*** Passage shown ***
Red, White & Crüe is the eighth compilation album by the heavy metal band Mötley Crüe, released on February 1, 2005 by Mötley Records and charted at number 6 on The Billboard 200. To coincide with the album's release, the band reunited with drummer Tommy Lee, who left the band in 1999.

Background
Bassist Nikki Sixx commented on the band's reunion, comparing it to "seeing Mike Tyson fight. He probably won’t bite anyone’s ear off — but you’re there in case he does."

According to vocalist Vince Neil, the early stages of the band's reunion were "kinda' strained. I hadn’t talked to Tommy Lee in years. Everyone was really guarded and had their managers there. It was very strange. Mick Mars was home, I guess. Either there or the hospital."
*** End of Passage shown ***
*** Provided data ***
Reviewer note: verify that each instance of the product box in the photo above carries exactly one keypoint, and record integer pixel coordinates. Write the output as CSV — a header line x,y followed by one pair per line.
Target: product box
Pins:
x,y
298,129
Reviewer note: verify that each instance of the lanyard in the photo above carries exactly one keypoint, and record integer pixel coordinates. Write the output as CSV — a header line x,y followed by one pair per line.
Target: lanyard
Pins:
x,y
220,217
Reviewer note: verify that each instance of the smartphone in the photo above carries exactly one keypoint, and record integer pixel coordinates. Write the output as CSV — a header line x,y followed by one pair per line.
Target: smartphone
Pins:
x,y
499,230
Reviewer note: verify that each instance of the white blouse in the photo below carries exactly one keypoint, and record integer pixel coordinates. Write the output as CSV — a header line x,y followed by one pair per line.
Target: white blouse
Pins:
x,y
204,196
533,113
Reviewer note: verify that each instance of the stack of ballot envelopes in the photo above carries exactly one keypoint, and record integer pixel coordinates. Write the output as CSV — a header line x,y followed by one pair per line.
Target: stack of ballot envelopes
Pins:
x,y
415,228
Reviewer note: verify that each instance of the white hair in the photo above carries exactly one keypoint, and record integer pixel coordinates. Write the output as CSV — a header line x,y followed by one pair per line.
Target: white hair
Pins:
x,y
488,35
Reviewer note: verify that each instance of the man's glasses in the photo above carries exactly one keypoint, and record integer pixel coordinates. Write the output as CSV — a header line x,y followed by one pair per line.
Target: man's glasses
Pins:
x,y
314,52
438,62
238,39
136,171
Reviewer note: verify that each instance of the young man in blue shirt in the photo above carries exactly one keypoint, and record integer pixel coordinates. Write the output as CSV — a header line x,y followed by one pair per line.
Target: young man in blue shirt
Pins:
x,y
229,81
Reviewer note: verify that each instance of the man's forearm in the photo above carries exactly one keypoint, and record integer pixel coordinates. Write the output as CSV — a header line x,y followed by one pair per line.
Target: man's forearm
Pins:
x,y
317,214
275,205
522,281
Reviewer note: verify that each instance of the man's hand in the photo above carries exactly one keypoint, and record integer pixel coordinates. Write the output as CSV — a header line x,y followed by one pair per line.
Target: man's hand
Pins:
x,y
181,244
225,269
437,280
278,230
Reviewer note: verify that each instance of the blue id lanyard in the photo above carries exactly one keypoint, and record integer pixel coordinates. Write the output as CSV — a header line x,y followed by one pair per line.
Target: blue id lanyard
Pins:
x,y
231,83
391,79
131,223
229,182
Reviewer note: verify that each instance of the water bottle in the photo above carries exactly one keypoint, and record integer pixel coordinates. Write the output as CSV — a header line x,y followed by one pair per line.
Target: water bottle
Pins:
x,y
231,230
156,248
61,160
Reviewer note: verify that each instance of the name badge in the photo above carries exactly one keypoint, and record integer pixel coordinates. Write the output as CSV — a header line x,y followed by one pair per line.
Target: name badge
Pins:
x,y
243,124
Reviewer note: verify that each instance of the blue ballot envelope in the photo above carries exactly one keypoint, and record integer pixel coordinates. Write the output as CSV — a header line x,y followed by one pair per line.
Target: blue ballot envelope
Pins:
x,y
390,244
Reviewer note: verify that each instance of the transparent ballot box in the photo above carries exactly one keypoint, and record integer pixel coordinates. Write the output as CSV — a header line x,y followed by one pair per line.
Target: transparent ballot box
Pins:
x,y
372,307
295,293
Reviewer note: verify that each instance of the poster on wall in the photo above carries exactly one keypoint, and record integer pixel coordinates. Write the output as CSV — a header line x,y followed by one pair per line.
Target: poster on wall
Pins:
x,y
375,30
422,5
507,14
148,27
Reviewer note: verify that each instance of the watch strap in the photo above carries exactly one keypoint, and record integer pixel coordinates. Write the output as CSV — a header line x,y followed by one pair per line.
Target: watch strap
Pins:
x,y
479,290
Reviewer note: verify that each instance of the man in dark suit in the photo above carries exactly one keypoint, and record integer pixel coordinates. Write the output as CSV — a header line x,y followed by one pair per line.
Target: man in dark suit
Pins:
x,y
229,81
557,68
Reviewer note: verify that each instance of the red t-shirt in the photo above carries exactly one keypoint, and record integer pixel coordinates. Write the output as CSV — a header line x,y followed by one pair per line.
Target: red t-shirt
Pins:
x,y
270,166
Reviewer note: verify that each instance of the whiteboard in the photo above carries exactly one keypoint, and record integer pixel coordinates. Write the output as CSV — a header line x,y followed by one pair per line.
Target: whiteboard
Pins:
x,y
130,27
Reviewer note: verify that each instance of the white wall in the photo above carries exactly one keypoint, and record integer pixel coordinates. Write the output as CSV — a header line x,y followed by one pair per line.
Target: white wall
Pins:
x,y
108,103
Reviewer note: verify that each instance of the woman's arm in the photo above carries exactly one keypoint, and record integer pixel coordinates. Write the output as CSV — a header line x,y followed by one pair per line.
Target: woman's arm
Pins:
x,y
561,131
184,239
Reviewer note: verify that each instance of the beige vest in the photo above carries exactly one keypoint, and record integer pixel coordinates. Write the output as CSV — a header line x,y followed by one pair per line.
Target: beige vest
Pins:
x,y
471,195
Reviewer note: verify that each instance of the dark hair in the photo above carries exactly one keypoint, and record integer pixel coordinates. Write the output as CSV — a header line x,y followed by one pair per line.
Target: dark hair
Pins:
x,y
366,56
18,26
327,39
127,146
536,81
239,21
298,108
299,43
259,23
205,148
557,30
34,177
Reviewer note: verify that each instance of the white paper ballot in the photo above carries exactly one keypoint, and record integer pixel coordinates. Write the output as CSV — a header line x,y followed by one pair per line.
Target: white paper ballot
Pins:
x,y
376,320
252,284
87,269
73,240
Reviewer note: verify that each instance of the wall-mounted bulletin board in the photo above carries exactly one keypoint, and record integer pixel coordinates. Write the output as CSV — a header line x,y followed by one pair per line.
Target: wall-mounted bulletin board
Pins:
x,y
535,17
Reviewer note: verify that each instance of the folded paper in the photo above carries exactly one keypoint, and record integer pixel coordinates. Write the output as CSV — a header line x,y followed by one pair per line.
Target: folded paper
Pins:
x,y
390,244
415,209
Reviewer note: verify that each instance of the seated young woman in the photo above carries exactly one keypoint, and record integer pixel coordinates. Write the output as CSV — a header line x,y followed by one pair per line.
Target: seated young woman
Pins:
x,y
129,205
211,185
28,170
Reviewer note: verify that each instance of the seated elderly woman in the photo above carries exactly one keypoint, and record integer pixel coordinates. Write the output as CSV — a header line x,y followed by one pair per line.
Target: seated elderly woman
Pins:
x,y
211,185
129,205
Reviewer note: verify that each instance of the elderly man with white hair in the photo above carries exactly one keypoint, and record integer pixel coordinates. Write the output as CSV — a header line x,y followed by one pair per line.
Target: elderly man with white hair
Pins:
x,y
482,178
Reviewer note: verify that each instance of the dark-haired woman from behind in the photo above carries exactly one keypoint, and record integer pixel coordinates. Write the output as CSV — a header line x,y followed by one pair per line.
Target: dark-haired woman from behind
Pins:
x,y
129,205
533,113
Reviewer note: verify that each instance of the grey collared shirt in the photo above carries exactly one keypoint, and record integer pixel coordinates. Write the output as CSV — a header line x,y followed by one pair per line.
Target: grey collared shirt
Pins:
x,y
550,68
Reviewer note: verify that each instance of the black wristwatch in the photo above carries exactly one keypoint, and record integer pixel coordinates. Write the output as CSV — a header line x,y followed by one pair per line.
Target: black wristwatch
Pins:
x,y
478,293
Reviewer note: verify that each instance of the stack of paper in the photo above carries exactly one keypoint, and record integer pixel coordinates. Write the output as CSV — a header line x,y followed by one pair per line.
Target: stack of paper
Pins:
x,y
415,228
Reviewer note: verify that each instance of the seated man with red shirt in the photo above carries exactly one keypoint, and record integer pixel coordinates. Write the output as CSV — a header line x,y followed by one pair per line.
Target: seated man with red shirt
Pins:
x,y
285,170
*** End of Provided data ***
Exercise instructions
A. Reproduce the article on Red, White & Crüe from "Red, White &" up to and including "band in 1999.", replacing "compilation" with "greatest hits".
B. Carry on the article about the Red, White & Crüe album from its last sentence.

Results in order
A.
Red, White & Crüe is the eighth greatest hits album by the heavy metal band Mötley Crüe, released on February 1, 2005 by Mötley Records and charted at number 6 on The Billboard 200. To coincide with the album's release, the band reunited with drummer Tommy Lee, who left the band in 1999.

B.
Release and promotion
Red, White & Crüe features three new studio recordings: the album's lead single, "If I Die Tomorrow", co-written by pop punk band Simple Plan, the second single "Sick Love Song" and "Street Fighting Man", a Rolling Stones cover. Tommy Lee does not perform on the cover of  "Street Fighting Man"; drumming duties were handled by Josh Freese of The Vandals. The album also features previously unreleased tracks "Black Widow" and the Japanese bonus track "I'm a Liar".

Red, White & Crüe is certified platinum.

A video was made for "Sick Love Song," though the video, mostly composed of produced concert clips, got only scarce airplay, the song found its way onto some rock-oriented radio stations.

A special edition that includes a "Greatest Video Hits" DVD compilation was also made.

Track listing
Disc 1

Disc 2

Single Disc Version track listing
"Live Wire"
"Piece of Your Action"
"Black Widow"
"Looks That Kill"
"Too Young to Fall in Love" (Remix)
"Shout at the Devil"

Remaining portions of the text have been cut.